Source extract Block Start

Virginia investigator quits over probe of death of senator's son
RICHMOND, Virginia (Reuters) - A senior Virginia state investigator has resigned his post, citing changes that officials made to his report on a November incident in which the mentally ill adult son of state Senator Creigh Deeds stabbed the senator and later shot and killed himself.
On Saturday, Douglas Bevelacqua resigned as Virginia's director of the inspector general for behavioral health and developmental services. In a letter to Governor Terry McAuliffe, Bevelacqua said revisions in his report on the death of Austin "Gus" Deeds "will diminish the report's usefulness as policy makers consider changes to the Commonwealth's emergency services response system."
Among the revisions to his final report on the incident, Bevelacqua said officials struck a section in which the senator said the state had "failed" his son. That change weakened his review of Virginia's system of responding to people with mental health problems, Bevelacqua said.
Deeds' 24-year-old son attacked his father with a knife on November 19 at their home in Bath County. Only 13 hours before the attack, Gus Deeds had been released from state custody after a mental health evaluation. Authorities responding to Deeds' home after the incident found his son dead of a self-inflicted gunshot wound.
The senator told Bevelacqua that "the system failed that day," and the inspector said authorities struck that statement from his final report.

Source extract Block End

What you need to do:
Reproduce the resignation report above word for word, everything from "Virginia investigator quits" down to "and killed himself.".

Recorded information Block Start

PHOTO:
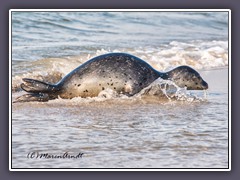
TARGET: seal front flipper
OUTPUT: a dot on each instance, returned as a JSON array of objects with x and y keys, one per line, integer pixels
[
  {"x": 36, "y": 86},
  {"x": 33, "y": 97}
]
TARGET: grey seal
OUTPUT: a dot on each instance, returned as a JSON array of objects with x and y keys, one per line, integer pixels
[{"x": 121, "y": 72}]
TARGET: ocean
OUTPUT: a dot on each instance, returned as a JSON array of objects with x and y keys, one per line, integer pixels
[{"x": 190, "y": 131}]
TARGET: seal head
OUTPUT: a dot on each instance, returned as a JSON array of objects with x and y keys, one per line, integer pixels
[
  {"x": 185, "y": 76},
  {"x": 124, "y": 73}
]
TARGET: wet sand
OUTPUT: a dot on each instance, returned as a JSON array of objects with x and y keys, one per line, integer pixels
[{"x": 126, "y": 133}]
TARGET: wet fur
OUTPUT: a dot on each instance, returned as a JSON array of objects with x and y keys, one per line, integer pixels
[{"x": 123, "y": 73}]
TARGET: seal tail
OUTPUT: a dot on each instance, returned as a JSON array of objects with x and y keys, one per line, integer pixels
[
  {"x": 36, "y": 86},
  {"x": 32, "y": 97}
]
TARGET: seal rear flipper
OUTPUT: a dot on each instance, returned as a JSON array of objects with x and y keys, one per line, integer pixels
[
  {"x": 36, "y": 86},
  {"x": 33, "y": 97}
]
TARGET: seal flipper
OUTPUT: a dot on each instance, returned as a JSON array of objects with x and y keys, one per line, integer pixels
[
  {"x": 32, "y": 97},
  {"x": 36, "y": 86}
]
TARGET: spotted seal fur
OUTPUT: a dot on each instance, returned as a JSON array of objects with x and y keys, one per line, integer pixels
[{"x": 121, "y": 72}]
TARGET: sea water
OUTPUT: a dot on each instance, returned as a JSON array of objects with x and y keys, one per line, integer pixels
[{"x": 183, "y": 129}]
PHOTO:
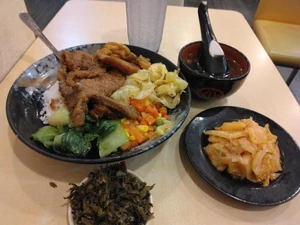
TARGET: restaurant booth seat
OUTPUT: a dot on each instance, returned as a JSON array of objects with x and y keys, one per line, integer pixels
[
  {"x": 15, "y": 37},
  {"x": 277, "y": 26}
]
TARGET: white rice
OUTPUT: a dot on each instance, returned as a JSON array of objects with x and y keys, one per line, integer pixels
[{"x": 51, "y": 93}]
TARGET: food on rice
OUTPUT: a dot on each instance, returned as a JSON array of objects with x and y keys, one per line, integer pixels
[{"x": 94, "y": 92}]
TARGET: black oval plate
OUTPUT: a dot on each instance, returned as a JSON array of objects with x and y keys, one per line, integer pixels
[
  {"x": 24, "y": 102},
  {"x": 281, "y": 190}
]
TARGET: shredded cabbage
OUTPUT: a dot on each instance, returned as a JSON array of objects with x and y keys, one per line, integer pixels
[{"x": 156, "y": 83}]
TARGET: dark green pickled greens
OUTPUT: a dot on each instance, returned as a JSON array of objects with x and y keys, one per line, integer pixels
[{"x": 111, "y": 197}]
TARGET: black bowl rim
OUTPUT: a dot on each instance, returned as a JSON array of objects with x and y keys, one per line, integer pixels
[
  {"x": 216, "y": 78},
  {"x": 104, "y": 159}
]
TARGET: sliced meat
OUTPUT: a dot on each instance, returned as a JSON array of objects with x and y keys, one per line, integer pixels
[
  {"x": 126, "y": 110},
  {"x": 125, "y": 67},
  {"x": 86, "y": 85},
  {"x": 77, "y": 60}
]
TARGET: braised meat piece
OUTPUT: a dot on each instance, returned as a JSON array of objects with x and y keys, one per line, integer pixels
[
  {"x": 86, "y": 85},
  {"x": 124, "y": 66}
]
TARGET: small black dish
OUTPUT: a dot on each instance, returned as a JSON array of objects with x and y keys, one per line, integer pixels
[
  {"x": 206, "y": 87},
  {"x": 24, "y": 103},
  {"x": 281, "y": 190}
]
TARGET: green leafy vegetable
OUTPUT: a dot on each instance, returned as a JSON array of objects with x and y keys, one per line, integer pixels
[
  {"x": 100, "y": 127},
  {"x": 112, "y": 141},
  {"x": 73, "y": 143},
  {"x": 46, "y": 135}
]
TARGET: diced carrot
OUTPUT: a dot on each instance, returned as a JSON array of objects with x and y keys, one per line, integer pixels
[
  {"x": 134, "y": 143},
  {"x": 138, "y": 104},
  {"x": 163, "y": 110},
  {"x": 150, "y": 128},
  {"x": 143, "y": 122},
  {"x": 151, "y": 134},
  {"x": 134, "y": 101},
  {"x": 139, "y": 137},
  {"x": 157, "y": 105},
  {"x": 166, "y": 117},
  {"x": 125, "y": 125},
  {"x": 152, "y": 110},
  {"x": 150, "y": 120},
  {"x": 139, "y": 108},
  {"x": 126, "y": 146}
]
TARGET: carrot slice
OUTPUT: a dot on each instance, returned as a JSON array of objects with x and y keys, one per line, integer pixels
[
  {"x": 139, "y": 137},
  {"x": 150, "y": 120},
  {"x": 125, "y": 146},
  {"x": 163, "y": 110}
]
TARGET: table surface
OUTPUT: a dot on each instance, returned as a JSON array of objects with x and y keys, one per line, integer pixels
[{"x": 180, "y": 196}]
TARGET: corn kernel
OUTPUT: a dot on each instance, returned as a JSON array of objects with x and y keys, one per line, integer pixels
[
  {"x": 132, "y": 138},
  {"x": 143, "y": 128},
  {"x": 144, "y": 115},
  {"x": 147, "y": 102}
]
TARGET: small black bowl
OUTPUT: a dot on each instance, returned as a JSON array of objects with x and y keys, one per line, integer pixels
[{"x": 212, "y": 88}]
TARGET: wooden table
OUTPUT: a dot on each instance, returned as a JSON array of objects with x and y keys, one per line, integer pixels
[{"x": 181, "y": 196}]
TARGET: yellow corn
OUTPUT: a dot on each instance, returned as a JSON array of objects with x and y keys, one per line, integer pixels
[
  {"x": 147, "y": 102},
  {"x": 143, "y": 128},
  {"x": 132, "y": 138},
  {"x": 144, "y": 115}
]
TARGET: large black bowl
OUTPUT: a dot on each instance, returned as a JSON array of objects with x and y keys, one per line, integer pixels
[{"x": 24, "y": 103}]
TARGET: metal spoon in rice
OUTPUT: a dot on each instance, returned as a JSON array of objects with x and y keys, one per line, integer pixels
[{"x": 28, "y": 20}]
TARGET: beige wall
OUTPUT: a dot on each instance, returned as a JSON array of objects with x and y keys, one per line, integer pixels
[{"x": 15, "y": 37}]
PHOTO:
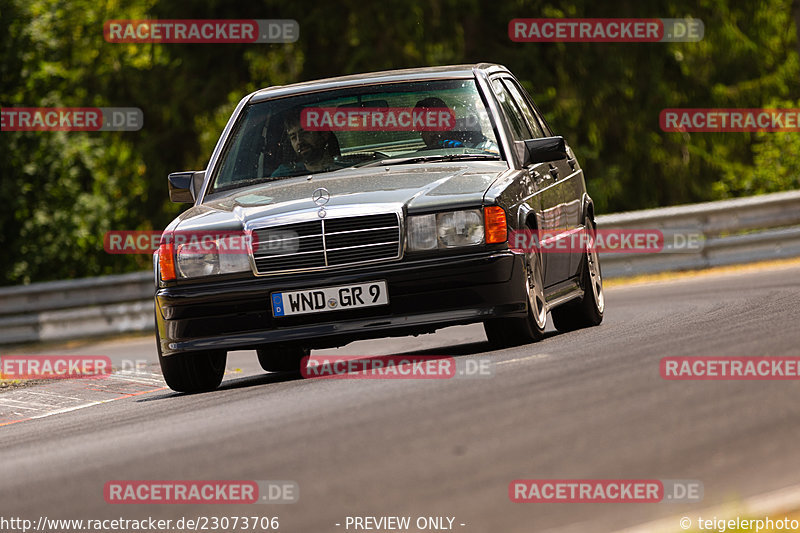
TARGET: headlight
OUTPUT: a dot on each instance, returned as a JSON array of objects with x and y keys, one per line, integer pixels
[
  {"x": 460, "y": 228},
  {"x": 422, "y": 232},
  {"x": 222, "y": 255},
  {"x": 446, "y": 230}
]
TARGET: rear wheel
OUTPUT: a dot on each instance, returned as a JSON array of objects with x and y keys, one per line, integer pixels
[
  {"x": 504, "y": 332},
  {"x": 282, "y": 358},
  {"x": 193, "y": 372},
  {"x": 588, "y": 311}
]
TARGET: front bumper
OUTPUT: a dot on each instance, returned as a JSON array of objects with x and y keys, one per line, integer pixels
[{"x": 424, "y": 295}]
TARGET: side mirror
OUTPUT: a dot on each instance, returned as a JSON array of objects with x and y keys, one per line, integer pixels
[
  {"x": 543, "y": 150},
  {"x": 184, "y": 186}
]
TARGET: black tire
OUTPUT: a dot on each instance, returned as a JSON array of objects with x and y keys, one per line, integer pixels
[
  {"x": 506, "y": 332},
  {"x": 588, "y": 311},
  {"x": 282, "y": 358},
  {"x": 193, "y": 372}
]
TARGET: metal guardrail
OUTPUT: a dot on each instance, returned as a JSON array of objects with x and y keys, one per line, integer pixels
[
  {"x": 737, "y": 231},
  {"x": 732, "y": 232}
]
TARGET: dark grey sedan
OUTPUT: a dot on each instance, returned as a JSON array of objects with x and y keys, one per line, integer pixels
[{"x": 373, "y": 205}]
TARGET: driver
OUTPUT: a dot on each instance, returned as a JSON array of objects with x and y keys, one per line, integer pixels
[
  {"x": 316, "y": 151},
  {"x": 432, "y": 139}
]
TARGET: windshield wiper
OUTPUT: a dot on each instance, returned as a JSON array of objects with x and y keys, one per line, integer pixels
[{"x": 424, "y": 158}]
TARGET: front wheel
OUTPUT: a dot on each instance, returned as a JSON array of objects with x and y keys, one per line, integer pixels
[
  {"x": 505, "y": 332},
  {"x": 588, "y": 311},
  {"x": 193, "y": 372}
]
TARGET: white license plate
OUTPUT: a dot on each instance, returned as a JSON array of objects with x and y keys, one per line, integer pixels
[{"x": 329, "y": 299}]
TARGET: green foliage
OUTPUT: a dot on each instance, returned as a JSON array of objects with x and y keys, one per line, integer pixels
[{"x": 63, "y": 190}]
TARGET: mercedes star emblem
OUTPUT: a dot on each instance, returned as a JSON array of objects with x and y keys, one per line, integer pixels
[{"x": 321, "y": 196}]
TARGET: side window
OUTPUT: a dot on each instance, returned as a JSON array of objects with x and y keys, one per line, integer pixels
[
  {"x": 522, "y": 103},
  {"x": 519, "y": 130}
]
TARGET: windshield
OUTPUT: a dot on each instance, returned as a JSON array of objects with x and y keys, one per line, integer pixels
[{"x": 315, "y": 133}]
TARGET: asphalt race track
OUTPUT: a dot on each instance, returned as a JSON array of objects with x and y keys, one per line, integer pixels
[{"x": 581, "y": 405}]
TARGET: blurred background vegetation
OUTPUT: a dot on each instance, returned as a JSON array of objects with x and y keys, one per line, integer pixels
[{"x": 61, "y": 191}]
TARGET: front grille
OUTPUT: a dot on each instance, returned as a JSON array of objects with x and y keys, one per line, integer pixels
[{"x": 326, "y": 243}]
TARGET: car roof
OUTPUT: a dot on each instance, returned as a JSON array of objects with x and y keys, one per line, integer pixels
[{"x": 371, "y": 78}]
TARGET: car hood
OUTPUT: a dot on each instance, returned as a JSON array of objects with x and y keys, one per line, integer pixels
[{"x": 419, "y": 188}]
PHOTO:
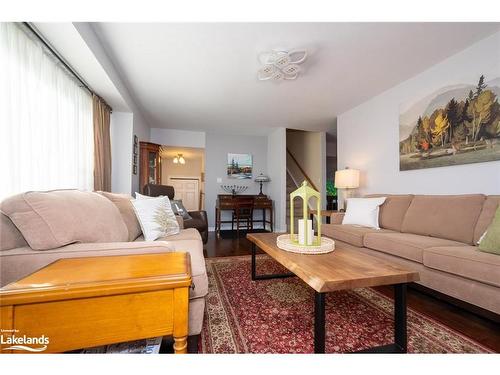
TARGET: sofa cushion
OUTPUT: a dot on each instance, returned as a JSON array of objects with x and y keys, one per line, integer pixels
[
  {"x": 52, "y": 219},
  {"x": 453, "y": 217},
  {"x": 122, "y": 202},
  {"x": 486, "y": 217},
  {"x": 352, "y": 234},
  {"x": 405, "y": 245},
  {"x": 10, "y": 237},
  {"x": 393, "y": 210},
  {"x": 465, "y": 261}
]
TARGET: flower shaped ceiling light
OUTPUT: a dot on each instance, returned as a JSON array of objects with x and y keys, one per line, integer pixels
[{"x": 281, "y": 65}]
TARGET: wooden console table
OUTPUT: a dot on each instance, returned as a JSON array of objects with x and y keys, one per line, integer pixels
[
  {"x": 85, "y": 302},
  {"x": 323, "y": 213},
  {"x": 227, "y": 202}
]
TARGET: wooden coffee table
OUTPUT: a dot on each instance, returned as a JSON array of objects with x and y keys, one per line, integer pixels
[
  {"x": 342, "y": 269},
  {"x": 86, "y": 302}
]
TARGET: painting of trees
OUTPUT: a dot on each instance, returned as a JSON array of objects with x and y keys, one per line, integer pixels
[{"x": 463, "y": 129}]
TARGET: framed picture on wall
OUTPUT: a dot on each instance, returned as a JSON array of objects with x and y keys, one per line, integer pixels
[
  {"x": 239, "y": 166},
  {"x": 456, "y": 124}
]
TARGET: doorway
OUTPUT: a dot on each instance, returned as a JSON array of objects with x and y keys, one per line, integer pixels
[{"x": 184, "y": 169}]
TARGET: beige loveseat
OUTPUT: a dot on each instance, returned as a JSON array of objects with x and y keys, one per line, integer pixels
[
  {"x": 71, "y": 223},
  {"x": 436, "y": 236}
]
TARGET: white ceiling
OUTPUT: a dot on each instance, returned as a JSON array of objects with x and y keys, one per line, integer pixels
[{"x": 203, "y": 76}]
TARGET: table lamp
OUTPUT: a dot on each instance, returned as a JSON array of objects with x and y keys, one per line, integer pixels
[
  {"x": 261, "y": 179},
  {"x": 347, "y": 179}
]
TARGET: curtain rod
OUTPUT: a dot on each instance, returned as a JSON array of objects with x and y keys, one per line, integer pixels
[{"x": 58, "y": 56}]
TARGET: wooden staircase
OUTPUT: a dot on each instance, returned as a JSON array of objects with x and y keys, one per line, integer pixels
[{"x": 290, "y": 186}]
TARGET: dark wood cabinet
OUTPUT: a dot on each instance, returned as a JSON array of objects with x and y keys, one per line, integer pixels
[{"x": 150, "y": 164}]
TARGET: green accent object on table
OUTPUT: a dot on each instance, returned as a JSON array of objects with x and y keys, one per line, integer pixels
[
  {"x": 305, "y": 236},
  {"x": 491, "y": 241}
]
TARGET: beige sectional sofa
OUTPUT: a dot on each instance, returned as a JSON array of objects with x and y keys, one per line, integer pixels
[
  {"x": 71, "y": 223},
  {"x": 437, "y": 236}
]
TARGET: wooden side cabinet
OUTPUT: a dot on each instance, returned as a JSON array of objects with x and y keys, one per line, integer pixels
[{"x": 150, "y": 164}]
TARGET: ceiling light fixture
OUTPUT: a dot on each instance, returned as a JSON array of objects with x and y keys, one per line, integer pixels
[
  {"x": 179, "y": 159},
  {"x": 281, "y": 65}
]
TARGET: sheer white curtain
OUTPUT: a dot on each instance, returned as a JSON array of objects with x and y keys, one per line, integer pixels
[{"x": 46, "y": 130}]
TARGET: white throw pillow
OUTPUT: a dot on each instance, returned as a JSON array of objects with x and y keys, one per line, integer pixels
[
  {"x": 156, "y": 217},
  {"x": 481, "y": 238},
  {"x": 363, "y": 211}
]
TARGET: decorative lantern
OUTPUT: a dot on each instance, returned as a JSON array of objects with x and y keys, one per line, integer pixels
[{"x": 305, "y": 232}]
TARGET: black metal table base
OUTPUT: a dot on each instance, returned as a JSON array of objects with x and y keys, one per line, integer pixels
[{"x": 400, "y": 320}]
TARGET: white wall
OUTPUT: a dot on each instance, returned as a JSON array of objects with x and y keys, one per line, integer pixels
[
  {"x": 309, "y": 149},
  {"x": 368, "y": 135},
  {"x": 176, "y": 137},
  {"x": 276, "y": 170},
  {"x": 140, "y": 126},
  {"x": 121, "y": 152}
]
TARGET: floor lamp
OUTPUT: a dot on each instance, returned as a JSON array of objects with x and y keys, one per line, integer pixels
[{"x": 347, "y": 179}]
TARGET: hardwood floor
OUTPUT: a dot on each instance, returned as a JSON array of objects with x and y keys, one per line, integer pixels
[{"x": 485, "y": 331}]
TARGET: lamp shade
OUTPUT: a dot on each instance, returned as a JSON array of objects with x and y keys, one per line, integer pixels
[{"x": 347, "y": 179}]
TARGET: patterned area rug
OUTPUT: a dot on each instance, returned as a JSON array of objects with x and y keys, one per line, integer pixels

Recorded information Block End

Answer to the exercise:
Virginia investigator quits over probe of death of senator's son
RICHMOND, Virginia (Reuters) - A senior Virginia state investigator has resigned his post, citing changes that officials made to his report on a November incident in which the mentally ill adult son of state Senator Creigh Deeds stabbed the senator and later shot and killed himself.